### [Records shown]
-- START --

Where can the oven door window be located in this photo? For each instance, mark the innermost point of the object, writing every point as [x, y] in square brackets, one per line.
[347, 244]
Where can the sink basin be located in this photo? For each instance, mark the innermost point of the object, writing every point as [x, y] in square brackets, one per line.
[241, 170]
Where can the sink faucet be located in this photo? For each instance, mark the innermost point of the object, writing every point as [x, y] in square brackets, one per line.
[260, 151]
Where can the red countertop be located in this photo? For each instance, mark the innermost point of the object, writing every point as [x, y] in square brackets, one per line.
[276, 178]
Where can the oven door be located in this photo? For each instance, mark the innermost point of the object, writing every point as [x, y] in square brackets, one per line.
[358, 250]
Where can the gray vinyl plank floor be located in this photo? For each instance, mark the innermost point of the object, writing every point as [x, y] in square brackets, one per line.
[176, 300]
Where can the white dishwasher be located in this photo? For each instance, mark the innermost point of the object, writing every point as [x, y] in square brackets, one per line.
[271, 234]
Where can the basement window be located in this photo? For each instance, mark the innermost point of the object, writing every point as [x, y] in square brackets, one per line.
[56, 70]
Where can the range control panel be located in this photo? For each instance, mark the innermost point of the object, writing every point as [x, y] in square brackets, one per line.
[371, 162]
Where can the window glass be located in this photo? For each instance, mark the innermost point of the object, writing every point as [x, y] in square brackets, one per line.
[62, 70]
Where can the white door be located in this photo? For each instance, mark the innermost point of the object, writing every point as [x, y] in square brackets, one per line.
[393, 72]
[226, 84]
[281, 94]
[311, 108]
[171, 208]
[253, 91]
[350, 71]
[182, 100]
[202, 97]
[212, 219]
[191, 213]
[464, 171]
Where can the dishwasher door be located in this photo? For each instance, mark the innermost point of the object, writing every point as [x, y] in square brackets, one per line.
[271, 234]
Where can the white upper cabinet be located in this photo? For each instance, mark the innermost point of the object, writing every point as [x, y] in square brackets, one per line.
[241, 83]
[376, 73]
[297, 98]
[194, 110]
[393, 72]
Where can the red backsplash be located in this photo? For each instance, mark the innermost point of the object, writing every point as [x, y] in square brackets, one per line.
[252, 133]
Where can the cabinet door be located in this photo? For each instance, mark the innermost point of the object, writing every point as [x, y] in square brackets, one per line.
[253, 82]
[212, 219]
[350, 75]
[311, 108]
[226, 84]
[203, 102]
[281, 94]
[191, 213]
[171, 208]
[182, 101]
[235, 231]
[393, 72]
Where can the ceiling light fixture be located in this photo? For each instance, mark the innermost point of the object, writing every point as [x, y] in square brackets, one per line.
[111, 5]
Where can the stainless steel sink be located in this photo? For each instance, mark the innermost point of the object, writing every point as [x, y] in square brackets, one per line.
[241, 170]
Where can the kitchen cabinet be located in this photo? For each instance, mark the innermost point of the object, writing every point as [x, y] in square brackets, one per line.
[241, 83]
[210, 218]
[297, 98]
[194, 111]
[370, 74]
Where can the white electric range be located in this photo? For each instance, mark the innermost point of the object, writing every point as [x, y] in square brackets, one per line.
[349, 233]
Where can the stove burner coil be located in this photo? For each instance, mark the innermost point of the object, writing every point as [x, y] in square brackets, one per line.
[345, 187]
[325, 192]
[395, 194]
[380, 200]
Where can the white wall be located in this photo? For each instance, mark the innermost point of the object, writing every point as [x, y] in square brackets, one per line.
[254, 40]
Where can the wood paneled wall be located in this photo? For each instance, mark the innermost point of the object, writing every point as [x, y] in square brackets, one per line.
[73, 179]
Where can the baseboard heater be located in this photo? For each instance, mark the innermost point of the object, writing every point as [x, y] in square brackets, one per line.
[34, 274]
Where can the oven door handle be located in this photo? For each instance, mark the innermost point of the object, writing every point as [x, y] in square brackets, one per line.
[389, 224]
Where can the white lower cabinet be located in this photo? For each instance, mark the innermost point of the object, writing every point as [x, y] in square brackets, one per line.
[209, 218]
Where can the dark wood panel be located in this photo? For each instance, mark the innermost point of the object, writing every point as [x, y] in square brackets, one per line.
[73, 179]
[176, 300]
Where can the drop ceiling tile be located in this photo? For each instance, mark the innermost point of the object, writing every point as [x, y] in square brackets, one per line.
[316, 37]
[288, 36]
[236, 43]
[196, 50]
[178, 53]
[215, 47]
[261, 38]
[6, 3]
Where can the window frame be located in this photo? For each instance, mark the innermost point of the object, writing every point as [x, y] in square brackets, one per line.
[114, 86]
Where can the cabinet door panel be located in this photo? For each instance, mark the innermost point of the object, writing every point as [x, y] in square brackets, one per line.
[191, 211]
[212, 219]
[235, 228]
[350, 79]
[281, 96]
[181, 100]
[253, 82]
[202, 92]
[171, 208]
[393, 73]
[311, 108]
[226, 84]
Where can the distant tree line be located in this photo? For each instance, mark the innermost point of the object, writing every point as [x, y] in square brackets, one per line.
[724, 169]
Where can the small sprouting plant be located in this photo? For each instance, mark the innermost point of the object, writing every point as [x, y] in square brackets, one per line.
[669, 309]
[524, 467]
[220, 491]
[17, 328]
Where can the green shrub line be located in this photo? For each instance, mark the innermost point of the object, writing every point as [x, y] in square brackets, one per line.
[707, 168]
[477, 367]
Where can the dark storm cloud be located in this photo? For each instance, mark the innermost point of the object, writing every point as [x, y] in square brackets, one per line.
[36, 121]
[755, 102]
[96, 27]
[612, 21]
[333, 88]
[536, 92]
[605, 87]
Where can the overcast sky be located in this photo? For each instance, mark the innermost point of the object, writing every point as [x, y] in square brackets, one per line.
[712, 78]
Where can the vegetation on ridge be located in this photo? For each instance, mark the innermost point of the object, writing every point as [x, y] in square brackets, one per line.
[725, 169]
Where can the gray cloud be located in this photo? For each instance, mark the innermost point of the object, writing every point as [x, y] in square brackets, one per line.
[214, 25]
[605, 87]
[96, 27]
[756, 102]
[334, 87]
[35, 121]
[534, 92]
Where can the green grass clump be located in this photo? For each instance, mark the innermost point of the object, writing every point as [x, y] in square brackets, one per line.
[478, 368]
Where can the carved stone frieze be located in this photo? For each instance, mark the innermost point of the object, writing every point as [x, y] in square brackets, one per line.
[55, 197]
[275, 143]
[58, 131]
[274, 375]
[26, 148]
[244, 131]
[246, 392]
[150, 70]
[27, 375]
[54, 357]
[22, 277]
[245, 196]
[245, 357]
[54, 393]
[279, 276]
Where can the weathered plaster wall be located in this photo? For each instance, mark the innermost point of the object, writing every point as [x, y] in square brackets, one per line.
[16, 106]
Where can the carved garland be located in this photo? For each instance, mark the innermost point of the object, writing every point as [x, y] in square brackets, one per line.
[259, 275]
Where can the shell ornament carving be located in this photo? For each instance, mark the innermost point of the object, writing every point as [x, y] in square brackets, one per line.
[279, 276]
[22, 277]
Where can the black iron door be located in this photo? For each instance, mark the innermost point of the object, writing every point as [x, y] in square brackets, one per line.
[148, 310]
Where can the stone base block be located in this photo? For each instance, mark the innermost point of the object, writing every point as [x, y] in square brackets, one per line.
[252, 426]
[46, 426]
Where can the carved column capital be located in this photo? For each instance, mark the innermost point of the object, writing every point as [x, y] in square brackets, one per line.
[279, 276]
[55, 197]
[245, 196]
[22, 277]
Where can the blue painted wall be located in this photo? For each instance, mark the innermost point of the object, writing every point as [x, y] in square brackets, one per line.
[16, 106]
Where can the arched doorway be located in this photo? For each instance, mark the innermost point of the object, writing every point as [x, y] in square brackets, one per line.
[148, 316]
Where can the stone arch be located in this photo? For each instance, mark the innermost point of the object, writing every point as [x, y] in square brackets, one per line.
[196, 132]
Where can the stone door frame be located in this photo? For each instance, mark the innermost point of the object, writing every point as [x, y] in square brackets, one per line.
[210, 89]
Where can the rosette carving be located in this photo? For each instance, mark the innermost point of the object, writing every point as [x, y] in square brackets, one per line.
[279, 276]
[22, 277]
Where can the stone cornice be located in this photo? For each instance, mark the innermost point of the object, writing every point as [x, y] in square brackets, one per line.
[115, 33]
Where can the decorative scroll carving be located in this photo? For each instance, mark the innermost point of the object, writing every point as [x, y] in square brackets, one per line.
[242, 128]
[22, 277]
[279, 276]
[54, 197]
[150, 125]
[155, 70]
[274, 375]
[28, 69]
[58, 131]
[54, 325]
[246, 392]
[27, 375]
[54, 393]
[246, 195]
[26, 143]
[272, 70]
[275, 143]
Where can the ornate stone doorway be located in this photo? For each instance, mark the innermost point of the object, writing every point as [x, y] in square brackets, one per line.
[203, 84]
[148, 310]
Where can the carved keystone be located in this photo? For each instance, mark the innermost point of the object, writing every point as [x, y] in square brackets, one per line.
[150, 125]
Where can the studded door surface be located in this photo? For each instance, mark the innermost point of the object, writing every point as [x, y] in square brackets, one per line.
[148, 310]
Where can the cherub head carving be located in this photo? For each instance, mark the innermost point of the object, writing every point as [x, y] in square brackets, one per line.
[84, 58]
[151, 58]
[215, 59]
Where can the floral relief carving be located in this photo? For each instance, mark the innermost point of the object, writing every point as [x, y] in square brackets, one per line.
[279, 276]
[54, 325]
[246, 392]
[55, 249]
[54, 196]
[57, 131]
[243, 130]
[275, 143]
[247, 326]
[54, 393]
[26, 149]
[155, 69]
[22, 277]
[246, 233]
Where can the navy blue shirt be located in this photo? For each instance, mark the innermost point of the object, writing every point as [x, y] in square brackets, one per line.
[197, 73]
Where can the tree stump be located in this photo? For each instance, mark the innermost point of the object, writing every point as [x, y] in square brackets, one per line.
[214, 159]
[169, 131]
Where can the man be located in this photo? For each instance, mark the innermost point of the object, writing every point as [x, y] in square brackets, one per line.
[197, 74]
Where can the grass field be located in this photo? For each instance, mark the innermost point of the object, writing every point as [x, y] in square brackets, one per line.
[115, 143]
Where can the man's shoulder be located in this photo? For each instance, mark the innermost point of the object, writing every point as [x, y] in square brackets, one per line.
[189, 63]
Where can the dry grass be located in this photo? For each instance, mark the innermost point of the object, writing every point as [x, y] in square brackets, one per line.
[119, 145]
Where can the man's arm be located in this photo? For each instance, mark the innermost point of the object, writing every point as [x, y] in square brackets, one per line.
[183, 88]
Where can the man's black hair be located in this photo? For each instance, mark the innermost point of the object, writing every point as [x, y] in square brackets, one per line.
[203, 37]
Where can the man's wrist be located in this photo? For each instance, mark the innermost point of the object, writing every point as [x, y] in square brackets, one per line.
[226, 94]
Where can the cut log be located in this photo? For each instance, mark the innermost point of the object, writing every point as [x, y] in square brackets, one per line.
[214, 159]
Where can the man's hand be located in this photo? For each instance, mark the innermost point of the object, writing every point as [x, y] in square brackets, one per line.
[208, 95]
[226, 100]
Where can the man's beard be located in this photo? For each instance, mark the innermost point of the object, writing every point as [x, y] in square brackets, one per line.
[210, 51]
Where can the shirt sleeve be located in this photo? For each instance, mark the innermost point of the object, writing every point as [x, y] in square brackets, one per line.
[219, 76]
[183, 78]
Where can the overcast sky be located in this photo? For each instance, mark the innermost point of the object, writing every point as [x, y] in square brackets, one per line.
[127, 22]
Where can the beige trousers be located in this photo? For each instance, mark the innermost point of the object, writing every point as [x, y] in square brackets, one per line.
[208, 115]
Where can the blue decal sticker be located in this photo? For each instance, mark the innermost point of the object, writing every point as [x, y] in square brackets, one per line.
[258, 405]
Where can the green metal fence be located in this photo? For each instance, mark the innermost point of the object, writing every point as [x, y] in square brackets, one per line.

-- END --

### [Task description]
Copy out word for word the stretch from the line containing "Where can the blue decal" through the end of the entries above.

### [Full output]
Where can the blue decal sticker be located in this photo? For each instance, mark the innermost point of the object, writing every point as [x, y] in square brackets, one per line.
[258, 405]
Where can the green metal fence be located in this photo? For each instance, mark the innermost point of the object, writing every point as [x, y] in square brackets, one per line.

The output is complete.